§ **Exercise**
Look through the data below for the line with "# test: pointer returns one pin per instance of the tree" and the line with "the green forest", then output those two and all lines in between, exactly as written.

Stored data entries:
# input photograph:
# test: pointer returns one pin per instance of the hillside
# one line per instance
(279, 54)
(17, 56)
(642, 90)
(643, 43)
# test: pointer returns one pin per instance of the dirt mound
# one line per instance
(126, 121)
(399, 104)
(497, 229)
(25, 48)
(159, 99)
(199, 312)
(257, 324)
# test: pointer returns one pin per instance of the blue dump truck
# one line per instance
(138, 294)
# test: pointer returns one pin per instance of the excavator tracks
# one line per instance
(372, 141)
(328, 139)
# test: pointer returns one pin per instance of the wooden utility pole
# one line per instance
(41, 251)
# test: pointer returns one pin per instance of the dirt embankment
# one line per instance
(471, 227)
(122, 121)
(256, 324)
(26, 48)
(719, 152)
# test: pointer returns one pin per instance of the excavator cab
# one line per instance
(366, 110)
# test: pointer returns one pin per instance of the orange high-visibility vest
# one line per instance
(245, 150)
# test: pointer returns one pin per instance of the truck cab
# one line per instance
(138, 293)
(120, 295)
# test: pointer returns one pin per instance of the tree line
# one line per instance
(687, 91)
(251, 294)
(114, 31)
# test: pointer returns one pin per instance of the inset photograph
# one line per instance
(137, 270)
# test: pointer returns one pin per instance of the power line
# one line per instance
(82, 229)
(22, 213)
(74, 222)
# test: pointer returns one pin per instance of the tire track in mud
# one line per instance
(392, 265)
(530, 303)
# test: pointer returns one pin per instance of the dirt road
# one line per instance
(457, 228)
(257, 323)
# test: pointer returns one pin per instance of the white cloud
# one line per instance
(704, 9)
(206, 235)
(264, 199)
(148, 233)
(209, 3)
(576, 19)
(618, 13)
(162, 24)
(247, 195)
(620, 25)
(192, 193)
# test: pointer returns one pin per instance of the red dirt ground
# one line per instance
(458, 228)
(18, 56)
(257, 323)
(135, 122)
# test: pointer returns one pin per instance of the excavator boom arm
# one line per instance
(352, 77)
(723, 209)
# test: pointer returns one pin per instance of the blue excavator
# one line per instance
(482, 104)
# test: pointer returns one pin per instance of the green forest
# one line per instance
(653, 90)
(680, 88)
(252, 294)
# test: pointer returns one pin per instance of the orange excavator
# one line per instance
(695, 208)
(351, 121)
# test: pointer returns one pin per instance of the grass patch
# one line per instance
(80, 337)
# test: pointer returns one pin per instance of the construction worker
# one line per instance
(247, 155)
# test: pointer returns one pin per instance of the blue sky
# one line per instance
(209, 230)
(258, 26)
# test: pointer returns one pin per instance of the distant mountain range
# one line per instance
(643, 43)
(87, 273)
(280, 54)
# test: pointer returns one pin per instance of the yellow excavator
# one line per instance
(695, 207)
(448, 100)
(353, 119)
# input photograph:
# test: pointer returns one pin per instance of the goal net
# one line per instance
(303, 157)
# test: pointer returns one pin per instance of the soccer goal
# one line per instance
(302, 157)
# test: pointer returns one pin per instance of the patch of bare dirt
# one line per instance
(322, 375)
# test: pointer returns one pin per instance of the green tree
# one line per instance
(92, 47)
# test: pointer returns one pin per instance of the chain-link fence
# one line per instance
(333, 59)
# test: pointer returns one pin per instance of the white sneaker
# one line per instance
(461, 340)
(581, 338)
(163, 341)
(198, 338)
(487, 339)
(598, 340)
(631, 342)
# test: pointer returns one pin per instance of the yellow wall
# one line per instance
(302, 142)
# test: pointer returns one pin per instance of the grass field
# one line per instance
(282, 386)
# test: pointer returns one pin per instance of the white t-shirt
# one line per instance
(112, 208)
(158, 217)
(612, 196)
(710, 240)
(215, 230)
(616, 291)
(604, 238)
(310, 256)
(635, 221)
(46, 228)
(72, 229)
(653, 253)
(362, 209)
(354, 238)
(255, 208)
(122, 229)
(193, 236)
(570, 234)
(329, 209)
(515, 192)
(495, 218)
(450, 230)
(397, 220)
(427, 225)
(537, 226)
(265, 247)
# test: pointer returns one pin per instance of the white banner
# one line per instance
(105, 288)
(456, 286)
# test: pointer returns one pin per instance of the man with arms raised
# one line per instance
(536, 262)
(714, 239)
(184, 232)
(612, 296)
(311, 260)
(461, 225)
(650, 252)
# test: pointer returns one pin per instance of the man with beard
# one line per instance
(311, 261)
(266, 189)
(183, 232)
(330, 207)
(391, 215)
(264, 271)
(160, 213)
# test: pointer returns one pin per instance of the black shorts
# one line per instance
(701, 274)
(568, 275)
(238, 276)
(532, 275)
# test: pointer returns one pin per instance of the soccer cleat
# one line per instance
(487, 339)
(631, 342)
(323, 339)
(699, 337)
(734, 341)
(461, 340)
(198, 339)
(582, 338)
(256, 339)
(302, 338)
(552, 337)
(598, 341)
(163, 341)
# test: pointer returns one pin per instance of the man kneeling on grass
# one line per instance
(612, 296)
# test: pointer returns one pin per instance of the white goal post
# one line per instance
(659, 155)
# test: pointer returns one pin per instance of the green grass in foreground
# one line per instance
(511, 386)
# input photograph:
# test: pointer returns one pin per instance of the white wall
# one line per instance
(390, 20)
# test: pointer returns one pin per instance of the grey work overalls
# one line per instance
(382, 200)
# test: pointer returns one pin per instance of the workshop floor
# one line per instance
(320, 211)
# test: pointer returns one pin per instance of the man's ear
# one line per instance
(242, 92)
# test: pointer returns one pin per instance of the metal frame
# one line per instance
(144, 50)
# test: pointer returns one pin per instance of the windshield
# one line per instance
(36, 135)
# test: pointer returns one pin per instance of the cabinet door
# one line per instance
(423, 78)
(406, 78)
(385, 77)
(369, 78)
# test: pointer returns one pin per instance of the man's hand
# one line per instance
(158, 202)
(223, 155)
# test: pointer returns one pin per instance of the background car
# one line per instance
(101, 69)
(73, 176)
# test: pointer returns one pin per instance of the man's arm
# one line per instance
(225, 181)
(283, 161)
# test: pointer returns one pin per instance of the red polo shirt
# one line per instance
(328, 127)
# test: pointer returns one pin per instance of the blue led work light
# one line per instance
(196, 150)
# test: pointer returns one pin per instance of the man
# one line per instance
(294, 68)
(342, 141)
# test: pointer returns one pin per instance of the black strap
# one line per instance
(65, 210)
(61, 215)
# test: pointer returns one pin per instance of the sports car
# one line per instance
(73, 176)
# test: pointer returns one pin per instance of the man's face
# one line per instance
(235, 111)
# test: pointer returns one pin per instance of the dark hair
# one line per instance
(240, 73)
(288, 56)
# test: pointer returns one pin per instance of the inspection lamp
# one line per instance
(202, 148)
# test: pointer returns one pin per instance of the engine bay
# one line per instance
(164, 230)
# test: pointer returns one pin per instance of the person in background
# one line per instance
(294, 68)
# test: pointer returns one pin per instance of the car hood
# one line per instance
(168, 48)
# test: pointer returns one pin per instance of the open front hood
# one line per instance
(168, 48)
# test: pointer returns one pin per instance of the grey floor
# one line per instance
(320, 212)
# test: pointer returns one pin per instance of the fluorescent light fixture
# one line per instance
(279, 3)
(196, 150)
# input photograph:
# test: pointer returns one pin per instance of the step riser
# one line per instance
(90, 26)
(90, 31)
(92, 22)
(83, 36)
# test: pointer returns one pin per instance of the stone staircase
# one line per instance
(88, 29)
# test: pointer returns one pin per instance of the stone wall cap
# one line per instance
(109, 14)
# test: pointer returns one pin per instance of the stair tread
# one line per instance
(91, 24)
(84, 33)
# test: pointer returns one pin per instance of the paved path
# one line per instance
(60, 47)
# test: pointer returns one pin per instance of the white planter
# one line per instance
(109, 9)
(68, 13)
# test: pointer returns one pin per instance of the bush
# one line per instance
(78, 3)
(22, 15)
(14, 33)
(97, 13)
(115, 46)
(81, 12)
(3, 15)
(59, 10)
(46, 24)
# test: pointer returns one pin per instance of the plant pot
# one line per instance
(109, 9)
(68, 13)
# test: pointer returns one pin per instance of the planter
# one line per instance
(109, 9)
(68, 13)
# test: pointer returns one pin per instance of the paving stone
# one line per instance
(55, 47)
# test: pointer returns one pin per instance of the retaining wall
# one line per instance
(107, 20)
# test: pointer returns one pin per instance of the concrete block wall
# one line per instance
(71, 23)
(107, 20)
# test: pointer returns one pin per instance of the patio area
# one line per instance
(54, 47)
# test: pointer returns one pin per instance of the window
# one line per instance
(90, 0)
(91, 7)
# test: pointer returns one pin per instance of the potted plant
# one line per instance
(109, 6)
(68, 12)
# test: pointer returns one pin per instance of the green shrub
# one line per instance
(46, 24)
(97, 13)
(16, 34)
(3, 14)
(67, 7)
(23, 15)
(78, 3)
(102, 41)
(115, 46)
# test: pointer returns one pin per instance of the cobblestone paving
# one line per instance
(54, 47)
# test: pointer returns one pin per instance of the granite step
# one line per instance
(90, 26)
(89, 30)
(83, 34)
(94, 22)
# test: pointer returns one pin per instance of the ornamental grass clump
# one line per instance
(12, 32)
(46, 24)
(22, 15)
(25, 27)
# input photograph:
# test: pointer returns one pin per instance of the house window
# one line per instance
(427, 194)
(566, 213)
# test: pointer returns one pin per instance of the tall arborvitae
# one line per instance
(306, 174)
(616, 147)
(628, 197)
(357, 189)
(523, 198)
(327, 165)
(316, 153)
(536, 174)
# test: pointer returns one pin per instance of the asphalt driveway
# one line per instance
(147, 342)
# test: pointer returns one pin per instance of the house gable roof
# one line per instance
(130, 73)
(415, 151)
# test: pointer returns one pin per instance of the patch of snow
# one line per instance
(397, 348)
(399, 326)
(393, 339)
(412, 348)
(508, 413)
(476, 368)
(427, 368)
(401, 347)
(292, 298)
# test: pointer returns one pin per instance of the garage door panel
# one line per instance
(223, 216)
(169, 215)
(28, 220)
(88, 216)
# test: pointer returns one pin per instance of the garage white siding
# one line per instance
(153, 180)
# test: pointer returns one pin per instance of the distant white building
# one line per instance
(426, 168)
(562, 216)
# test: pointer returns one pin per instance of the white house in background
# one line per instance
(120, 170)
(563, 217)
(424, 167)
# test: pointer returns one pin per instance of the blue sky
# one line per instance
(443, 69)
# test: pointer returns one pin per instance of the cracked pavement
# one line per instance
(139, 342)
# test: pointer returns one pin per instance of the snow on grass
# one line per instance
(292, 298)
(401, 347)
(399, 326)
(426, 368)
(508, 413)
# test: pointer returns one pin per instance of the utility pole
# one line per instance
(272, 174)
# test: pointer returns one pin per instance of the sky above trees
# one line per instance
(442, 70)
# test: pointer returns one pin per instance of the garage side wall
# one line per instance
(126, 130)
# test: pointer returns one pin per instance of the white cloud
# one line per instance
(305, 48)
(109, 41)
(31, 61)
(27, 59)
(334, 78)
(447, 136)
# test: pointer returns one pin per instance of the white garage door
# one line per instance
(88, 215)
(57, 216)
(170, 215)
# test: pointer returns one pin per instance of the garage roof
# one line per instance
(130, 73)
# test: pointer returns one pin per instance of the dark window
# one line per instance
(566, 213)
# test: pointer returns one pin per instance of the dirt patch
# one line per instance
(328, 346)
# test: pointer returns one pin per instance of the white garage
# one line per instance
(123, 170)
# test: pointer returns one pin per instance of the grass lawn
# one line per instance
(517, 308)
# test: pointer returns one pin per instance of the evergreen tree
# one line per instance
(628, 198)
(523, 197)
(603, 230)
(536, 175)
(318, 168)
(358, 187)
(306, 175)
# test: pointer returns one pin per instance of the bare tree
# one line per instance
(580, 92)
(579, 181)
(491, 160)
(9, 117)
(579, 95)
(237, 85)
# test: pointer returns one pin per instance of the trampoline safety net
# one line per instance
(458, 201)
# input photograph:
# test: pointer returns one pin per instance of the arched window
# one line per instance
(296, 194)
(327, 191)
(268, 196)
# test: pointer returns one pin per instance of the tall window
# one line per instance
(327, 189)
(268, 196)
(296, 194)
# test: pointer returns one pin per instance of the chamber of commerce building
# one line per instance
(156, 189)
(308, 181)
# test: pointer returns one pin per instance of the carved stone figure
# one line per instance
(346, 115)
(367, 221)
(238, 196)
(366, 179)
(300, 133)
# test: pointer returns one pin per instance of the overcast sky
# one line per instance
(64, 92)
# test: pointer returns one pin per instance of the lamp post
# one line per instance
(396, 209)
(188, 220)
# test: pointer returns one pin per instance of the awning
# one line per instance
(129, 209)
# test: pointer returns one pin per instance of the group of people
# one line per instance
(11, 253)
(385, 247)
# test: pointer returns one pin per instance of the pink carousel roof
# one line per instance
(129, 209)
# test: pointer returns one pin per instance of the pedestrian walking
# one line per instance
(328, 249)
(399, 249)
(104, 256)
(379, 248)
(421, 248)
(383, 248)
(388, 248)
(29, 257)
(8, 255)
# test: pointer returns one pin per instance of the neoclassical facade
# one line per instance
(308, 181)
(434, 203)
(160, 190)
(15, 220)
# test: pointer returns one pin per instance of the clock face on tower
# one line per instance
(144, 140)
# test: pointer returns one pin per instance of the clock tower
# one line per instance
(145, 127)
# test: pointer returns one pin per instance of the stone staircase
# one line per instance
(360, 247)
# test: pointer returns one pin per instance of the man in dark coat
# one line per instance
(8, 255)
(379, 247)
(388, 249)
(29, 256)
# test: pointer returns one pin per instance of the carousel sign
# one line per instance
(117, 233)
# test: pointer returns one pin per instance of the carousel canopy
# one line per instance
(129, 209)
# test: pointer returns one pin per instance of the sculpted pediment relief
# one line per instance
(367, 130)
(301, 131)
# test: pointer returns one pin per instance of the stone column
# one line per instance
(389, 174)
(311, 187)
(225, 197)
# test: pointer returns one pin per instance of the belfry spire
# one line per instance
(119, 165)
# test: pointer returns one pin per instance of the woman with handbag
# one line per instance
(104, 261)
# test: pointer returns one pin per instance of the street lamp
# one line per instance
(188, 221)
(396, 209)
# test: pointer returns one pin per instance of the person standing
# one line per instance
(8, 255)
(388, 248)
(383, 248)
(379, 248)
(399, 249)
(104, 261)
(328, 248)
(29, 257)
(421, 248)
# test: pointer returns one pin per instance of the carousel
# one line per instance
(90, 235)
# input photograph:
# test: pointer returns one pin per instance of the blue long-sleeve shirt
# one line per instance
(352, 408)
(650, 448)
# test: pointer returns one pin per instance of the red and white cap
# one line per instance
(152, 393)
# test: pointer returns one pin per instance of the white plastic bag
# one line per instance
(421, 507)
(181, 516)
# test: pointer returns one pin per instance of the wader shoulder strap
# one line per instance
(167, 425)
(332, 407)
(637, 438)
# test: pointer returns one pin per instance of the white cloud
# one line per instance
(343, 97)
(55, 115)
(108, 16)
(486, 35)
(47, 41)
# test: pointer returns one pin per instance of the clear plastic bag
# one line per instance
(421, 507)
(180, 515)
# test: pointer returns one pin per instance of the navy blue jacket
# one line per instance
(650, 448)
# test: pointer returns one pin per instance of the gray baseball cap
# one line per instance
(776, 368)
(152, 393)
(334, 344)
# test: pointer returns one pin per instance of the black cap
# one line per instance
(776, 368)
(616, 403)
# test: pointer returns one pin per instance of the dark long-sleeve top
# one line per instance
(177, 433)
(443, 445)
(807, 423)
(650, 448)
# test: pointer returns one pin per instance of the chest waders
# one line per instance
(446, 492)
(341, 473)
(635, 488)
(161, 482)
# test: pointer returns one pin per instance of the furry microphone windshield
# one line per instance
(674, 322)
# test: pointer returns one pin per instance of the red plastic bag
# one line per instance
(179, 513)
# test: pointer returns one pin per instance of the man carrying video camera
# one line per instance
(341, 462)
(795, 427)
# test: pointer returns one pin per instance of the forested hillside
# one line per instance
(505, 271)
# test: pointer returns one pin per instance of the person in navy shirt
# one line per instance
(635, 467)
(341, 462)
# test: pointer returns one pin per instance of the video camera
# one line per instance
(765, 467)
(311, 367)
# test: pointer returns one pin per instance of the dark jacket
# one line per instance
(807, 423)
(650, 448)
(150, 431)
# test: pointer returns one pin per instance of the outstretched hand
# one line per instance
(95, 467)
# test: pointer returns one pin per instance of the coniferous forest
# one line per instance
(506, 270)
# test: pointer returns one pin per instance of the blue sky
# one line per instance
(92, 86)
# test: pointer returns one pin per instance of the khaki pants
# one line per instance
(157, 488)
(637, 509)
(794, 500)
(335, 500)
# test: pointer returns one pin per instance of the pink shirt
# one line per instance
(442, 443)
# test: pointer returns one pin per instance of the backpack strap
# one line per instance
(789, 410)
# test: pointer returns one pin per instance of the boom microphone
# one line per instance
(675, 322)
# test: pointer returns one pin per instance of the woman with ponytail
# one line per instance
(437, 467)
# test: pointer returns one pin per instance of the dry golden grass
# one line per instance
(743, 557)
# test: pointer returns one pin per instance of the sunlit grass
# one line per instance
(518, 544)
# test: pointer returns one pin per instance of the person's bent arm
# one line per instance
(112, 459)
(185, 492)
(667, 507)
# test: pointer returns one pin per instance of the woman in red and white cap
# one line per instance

§ **Solution below**
# test: pointer returns one pin per instance of the tree line
# one line per instance
(687, 91)
(251, 294)
(114, 31)
# test: pointer returns one pin per instance of the inset photograph
# one line per instance
(137, 270)
# test: pointer returns one pin per instance of the power line
# one line per instance
(82, 229)
(22, 213)
(74, 222)
# test: pointer returns one pin per instance of the tire track in mud
# one line per instance
(392, 265)
(530, 303)
# test: pointer returns one pin per instance of the dirt road
# one line per instance
(457, 228)
(257, 323)
# test: pointer returns one pin per instance of the white cloud
# one line per instance
(704, 9)
(206, 235)
(264, 199)
(148, 233)
(209, 3)
(576, 19)
(618, 13)
(162, 24)
(247, 195)
(620, 25)
(192, 193)
# test: pointer returns one pin per instance of the red dirt ground
# one line per instance
(458, 228)
(18, 56)
(257, 323)
(135, 122)
# test: pointer returns one pin per instance of the excavator boom arm
# one line per instance
(352, 77)
(723, 209)
# test: pointer returns one pin per instance of the blue excavator
# one line per instance
(482, 104)
# test: pointer returns one pin per instance of the green forest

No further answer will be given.